Stored items
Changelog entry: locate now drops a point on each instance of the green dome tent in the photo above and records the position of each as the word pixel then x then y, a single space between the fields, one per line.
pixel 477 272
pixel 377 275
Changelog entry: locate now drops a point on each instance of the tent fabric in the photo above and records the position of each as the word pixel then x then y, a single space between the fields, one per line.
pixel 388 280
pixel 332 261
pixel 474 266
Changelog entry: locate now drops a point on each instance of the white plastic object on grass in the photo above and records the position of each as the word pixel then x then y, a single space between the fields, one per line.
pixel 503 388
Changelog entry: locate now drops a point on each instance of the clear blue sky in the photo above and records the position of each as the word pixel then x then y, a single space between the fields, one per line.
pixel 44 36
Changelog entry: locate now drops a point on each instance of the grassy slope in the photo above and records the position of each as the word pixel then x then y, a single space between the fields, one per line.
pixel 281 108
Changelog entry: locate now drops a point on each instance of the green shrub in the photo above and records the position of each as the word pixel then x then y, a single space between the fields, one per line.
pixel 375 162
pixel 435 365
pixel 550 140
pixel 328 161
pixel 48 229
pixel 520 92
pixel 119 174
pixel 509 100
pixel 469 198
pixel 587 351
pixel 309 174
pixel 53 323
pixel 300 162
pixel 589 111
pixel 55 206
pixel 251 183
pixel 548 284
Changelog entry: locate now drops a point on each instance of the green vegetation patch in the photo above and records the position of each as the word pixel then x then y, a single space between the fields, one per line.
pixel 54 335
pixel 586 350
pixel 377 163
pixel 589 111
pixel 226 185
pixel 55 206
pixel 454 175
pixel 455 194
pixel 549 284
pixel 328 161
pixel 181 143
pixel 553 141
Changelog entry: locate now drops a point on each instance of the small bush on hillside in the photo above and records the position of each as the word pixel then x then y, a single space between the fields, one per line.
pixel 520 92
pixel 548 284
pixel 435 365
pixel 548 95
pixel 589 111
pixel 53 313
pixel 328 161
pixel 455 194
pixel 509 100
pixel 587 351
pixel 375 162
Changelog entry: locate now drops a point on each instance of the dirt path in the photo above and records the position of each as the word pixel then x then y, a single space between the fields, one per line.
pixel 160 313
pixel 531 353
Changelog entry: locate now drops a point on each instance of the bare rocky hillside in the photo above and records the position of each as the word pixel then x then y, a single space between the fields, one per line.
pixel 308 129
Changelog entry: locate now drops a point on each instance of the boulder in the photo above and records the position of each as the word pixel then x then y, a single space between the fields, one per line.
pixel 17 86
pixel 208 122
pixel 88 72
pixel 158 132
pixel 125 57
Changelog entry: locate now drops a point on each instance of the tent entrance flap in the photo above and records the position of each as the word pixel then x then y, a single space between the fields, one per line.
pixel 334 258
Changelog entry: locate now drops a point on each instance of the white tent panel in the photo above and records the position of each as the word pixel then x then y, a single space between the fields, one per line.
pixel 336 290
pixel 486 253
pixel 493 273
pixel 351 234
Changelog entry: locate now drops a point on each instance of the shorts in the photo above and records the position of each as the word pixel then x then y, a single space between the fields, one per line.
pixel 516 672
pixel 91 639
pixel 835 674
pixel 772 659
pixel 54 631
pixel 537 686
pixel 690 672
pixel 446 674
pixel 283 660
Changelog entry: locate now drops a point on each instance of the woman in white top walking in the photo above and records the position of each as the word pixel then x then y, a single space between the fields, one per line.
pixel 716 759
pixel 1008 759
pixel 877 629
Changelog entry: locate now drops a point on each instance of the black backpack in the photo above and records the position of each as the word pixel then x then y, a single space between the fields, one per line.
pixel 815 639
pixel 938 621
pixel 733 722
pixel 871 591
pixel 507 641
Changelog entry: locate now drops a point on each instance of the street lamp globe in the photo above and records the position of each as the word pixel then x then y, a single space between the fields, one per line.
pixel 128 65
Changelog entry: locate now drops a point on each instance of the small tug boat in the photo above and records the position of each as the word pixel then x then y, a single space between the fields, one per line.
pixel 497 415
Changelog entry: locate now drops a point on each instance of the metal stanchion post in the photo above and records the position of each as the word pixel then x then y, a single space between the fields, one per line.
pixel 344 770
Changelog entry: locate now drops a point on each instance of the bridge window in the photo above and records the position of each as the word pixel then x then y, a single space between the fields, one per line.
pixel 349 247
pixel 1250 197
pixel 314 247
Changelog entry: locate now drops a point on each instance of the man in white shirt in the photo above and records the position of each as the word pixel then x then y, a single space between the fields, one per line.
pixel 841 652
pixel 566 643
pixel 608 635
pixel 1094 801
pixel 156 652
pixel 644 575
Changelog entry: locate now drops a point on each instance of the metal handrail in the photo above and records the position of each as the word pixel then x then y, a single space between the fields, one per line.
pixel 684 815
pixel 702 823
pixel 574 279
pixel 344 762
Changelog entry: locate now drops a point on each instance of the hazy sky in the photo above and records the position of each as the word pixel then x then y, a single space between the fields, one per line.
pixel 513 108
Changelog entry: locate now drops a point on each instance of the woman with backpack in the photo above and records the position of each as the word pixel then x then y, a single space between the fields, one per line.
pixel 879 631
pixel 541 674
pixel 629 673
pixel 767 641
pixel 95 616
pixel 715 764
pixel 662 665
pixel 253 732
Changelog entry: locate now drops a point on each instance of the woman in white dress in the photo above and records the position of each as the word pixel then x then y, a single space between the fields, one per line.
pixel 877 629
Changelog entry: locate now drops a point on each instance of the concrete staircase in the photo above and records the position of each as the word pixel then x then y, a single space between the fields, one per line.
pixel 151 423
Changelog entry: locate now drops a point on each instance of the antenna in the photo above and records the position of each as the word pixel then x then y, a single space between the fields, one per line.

> _DIRECTIONS_:
Each line of the data must come back exactly as written.

> _RESPONSE TO THIS TASK_:
Changelog entry: locate now drops a point on each instance of the green dome tent in the photo above and records the position of each as the word pixel then x then y, a single space between the fields, one per line.
pixel 477 272
pixel 377 275
Changelog entry: locate now drops a point on each instance of the tent fabric in the photo above and records the position of each as the word pixel then x then y, a single space between the fields, one per line.
pixel 388 280
pixel 332 261
pixel 474 266
Changelog entry: locate now drops a point on each instance of the white plastic object on grass in the photo above and records the position of each as the word pixel then x then y, a single space between the fields, one per line.
pixel 503 388
Changelog entry: locate now drops a point on each instance of the clear blue sky in the photo above and records the position of each as the word pixel then x then y, a single space between the fields, one per line.
pixel 44 36
Changelog entry: locate now drops a point on each instance of the grassy slope in the photo above and records the position of each as the word pixel then x then y, a single space between the fields, one per line.
pixel 281 108
Changelog entry: locate now drops a point on each instance of the green shrub in the photo above and records the position of each as the word pixel then x then y, a single space between the fields, one per line.
pixel 375 162
pixel 435 365
pixel 550 140
pixel 328 161
pixel 48 229
pixel 520 92
pixel 119 174
pixel 509 100
pixel 469 198
pixel 587 351
pixel 309 174
pixel 53 323
pixel 300 162
pixel 589 111
pixel 55 206
pixel 251 183
pixel 548 284
Changelog entry: locate now drops a point on each instance of the green vegetation patch in the photo above and records the position of each as the word pixel then x then y, a single space between the fields, one per line.
pixel 54 335
pixel 586 350
pixel 377 163
pixel 589 111
pixel 226 185
pixel 55 206
pixel 454 175
pixel 455 194
pixel 549 284
pixel 328 161
pixel 181 143
pixel 553 141
Changelog entry: locate now drops a point on each instance of the small bush on hillside in the photo above and records the position of each as the word pixel then x then y, a single space between the fields, one per line.
pixel 520 92
pixel 548 284
pixel 435 365
pixel 548 95
pixel 589 111
pixel 53 313
pixel 328 161
pixel 455 194
pixel 509 100
pixel 587 351
pixel 375 162
Changelog entry: locate now drops a point on each instance of the dirt path in the photo above and records the position of each as the word pixel then x then y, a single space between the fields, one per line.
pixel 160 313
pixel 531 353
Changelog entry: locate now drops a point on each instance of the bare rocky hillside in the photo above and records the position of each as the word pixel then x then y, a single space between the fields, one per line.
pixel 308 129
Changelog entry: locate now drops a point on each instance of the boulder in the photo above and records the position of each as the word pixel then x then y, a single space between the fields, one per line.
pixel 17 86
pixel 208 122
pixel 88 72
pixel 158 132
pixel 125 57
Changelog entry: locate now drops a point on each instance of the tent entrance flap in the photo above and records the position of each as the word pixel then x then y, a single space between the fields, one per line.
pixel 334 258
Changelog entry: locate now drops a point on each instance of the white tent panel in the photo above and records the position of each as the word pixel then x then y, a single space between the fields, one per line.
pixel 336 290
pixel 486 253
pixel 493 273
pixel 351 234
Changelog entry: locate now drops a point on each instance of the shorts in the photo above and records the position of each as the word pixel then x then y, a single space between the fields, one per line.
pixel 516 672
pixel 91 639
pixel 835 674
pixel 772 659
pixel 54 631
pixel 537 686
pixel 690 672
pixel 446 674
pixel 283 660
Changelog entry: locate now drops a point on each instance of the woman in white top walking in the photo above and records the position of each as the word pixel then x then y, a single space between the fields, one per line.
pixel 716 759
pixel 1008 759
pixel 877 629
Changelog entry: locate now drops a point on each instance of the black backpack in the photo above and records the position of each as the word pixel then x then y, a single space between the fields, one per line.
pixel 815 639
pixel 938 621
pixel 733 722
pixel 871 591
pixel 507 641
Changelog entry: locate now drops a point on each instance of the street lamp globe in the photo above and records the position of each as the word pixel then x then y, a single space between the fields, one per line.
pixel 128 65
Changelog entry: locate now drops a point on each instance of the small tug boat in the photo above and records the position of each as the word pixel then x then y, a single space between the fields, one per line.
pixel 497 415
Changelog entry: locate now drops a point on each instance of the metal stanchion post in the photo above and records the position of each as the word pixel then x then y, a single space between the fields, one per line.
pixel 344 770
Changelog entry: locate now drops a point on each instance of the bridge window in the photo above and records the position of each as the word pixel then x then y, a single space between the fields, one per line.
pixel 349 247
pixel 1250 197
pixel 314 247
Changelog entry: locate now drops a point on each instance of the man in white shirt in the photo above and records the position of each as the word pixel then x then y, a single space between the fields, one per line.
pixel 841 652
pixel 566 643
pixel 608 635
pixel 1094 801
pixel 156 652
pixel 644 575
Changelog entry: locate now drops a point on each instance of the metal handrail in the photo above and records the position of each as the word pixel then x then y, a single space between the fields, one per line.
pixel 684 815
pixel 702 823
pixel 574 279
pixel 344 762
Changelog entry: locate now drops a point on each instance of the hazy sky in the photo above and records the position of each as the word pixel then x then y, a single space between the fields, one per line.
pixel 513 108
Changelog entry: locate now drops a point on each instance of the woman with backpack in the photo above and records the position of each as the word pixel then x then y, a single space between the fields, one per line.
pixel 879 631
pixel 541 674
pixel 629 673
pixel 767 641
pixel 95 616
pixel 715 764
pixel 662 665
pixel 253 732
Changelog entry: locate now drops a point on each instance of the woman in white dress in the photo above and records the position of each as the word pixel then x then y, a single space between the fields, one per line.
pixel 877 629
Changelog entry: locate now drops a point on each instance of the concrete staircase in the photo above and records the position of each as the word pixel then x then y, a single space between the fields, one per line.
pixel 151 423
Changelog entry: locate now drops a point on each instance of the antenna in the photo above and records the position of each as the word pixel then x then y, a single space between the fields, one per line.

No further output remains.